__Task requirements__. Can you reproduce the whole listing below word for word, leaving out the pictures?

**********

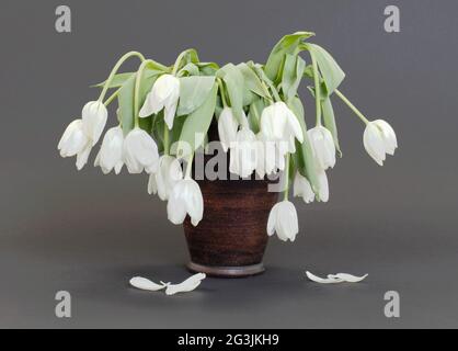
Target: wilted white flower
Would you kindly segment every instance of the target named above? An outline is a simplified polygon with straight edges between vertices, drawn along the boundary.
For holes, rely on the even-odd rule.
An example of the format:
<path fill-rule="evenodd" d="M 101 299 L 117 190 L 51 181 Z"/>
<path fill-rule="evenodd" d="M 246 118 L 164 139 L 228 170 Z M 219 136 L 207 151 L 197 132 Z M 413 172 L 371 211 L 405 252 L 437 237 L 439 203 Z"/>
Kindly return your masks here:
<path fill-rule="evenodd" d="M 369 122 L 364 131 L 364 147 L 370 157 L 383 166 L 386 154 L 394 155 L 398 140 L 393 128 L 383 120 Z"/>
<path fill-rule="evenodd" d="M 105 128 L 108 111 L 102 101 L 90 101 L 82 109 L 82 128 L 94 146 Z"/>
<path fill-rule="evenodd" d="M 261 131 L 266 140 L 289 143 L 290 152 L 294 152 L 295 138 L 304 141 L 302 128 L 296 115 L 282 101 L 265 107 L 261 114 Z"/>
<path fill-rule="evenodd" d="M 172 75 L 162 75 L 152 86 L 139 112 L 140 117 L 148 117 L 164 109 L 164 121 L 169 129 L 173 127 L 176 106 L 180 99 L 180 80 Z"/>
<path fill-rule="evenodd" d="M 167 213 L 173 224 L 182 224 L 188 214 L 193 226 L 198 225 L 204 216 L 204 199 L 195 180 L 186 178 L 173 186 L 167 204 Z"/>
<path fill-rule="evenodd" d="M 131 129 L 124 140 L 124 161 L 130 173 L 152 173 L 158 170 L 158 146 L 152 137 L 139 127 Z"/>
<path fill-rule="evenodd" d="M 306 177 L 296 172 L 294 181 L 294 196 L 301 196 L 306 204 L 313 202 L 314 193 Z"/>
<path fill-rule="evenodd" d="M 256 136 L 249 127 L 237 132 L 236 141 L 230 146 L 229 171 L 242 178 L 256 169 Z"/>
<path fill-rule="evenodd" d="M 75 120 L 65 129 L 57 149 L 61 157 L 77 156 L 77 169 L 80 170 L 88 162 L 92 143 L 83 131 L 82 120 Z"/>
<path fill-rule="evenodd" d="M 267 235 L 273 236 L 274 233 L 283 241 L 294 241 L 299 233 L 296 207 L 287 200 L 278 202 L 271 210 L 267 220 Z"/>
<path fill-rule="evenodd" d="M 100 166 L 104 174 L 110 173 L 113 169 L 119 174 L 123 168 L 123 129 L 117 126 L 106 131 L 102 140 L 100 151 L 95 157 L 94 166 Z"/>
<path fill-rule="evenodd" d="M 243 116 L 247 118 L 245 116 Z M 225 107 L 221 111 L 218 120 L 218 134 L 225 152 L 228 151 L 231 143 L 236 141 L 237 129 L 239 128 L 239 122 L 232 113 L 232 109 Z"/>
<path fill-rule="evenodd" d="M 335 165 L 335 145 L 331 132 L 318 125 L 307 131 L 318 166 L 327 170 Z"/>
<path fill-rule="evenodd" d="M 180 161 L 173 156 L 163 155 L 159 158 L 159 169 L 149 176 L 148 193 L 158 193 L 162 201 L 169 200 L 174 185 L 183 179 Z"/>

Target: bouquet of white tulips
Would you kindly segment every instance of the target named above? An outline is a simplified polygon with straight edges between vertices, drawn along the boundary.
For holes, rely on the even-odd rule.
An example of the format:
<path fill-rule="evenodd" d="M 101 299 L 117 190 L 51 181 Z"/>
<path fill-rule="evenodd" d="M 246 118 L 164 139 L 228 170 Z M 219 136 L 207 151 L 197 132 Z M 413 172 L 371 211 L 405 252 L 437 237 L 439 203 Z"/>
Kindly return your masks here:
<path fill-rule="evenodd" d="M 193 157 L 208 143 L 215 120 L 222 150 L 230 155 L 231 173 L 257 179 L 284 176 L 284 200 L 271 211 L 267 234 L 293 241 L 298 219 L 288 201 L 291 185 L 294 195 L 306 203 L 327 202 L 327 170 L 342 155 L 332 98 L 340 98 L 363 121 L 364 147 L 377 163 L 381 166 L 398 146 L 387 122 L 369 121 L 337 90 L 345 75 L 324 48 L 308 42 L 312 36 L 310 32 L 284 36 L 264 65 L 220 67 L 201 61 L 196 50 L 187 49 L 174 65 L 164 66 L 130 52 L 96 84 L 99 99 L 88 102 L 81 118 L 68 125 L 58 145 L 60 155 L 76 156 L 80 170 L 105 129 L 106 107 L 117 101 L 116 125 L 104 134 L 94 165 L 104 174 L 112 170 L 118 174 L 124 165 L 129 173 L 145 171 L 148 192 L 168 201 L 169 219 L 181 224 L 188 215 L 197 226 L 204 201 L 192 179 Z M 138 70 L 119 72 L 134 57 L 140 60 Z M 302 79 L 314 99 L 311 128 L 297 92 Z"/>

**********

__Solution for this problem__.
Target: wilted white flower
Would you kindly segment every instance of the target named above? An outline is a simplified polygon with straight edges between vertices, drawn along the boundary.
For holes, rely on the even-odd rule.
An example of the format:
<path fill-rule="evenodd" d="M 101 299 L 117 190 L 51 181 Z"/>
<path fill-rule="evenodd" d="M 246 118 L 164 139 L 228 170 Z M 219 136 L 207 151 L 197 132 Z M 413 172 L 371 211 L 405 252 L 437 237 L 439 203 Z"/>
Kindly return your masks here:
<path fill-rule="evenodd" d="M 369 122 L 364 131 L 364 147 L 370 157 L 383 166 L 386 154 L 394 155 L 398 140 L 393 128 L 383 120 Z"/>
<path fill-rule="evenodd" d="M 105 128 L 108 111 L 102 101 L 90 101 L 82 109 L 82 128 L 94 146 Z"/>
<path fill-rule="evenodd" d="M 261 131 L 266 140 L 289 143 L 290 152 L 294 152 L 295 138 L 304 141 L 302 128 L 296 115 L 282 101 L 265 107 L 261 114 Z"/>
<path fill-rule="evenodd" d="M 172 75 L 162 75 L 152 86 L 139 112 L 140 117 L 148 117 L 164 109 L 164 121 L 169 129 L 173 127 L 176 106 L 180 99 L 180 80 Z"/>
<path fill-rule="evenodd" d="M 167 213 L 173 224 L 182 224 L 188 214 L 193 226 L 198 225 L 204 216 L 204 199 L 195 180 L 186 178 L 173 186 L 167 204 Z"/>
<path fill-rule="evenodd" d="M 131 129 L 124 140 L 124 161 L 130 173 L 152 173 L 158 170 L 158 146 L 152 137 L 139 127 Z"/>
<path fill-rule="evenodd" d="M 306 177 L 296 172 L 294 181 L 294 196 L 301 196 L 306 204 L 313 202 L 314 193 Z"/>
<path fill-rule="evenodd" d="M 256 136 L 249 127 L 237 132 L 236 141 L 230 146 L 229 171 L 242 178 L 256 169 Z"/>
<path fill-rule="evenodd" d="M 75 120 L 65 129 L 57 149 L 61 157 L 77 156 L 77 169 L 80 170 L 88 162 L 92 143 L 83 131 L 82 120 Z"/>
<path fill-rule="evenodd" d="M 267 235 L 273 236 L 274 233 L 283 241 L 294 241 L 299 233 L 296 207 L 287 200 L 278 202 L 271 210 L 267 220 Z"/>
<path fill-rule="evenodd" d="M 100 166 L 104 174 L 110 173 L 113 169 L 119 174 L 123 168 L 123 129 L 117 126 L 106 131 L 102 140 L 100 151 L 95 157 L 94 166 Z"/>
<path fill-rule="evenodd" d="M 243 116 L 247 118 L 245 116 Z M 225 107 L 221 111 L 218 120 L 218 134 L 225 152 L 228 151 L 231 143 L 236 141 L 237 129 L 239 128 L 239 122 L 232 113 L 232 109 Z"/>
<path fill-rule="evenodd" d="M 335 165 L 335 145 L 331 132 L 318 125 L 307 131 L 318 166 L 327 170 Z"/>
<path fill-rule="evenodd" d="M 180 161 L 173 156 L 163 155 L 159 158 L 159 169 L 149 176 L 148 193 L 158 193 L 162 201 L 169 200 L 174 185 L 183 179 Z"/>

Target: bouquet of white tulips
Would you kindly segment every instance of the target named above? An outline is a simplified polygon with straight edges between vertices, drawn along the boundary.
For holes, rely on the even-odd rule.
An example of the format:
<path fill-rule="evenodd" d="M 101 299 L 117 190 L 51 181 Z"/>
<path fill-rule="evenodd" d="M 246 118 L 164 139 L 228 170 Z M 219 136 L 207 151 L 197 132 Z M 413 172 L 371 211 L 405 252 L 437 237 L 439 203 Z"/>
Kindly return your masks here:
<path fill-rule="evenodd" d="M 193 157 L 208 143 L 215 120 L 222 150 L 230 155 L 231 173 L 257 179 L 284 176 L 284 200 L 271 211 L 267 234 L 293 241 L 298 219 L 288 201 L 291 185 L 294 195 L 306 203 L 327 202 L 327 170 L 342 155 L 332 98 L 340 98 L 363 121 L 364 147 L 377 163 L 381 166 L 398 146 L 387 122 L 369 121 L 337 90 L 345 75 L 324 48 L 308 42 L 312 36 L 310 32 L 284 36 L 264 65 L 220 67 L 201 61 L 196 50 L 187 49 L 174 65 L 164 66 L 130 52 L 96 84 L 99 99 L 88 102 L 81 118 L 68 125 L 58 145 L 60 155 L 76 156 L 80 170 L 105 129 L 106 107 L 117 101 L 116 125 L 104 134 L 94 165 L 104 174 L 112 170 L 118 174 L 124 165 L 129 173 L 145 171 L 148 192 L 168 201 L 169 219 L 181 224 L 188 215 L 197 226 L 204 201 L 192 179 Z M 138 70 L 119 72 L 134 57 L 140 60 Z M 302 79 L 314 99 L 311 128 L 297 92 Z"/>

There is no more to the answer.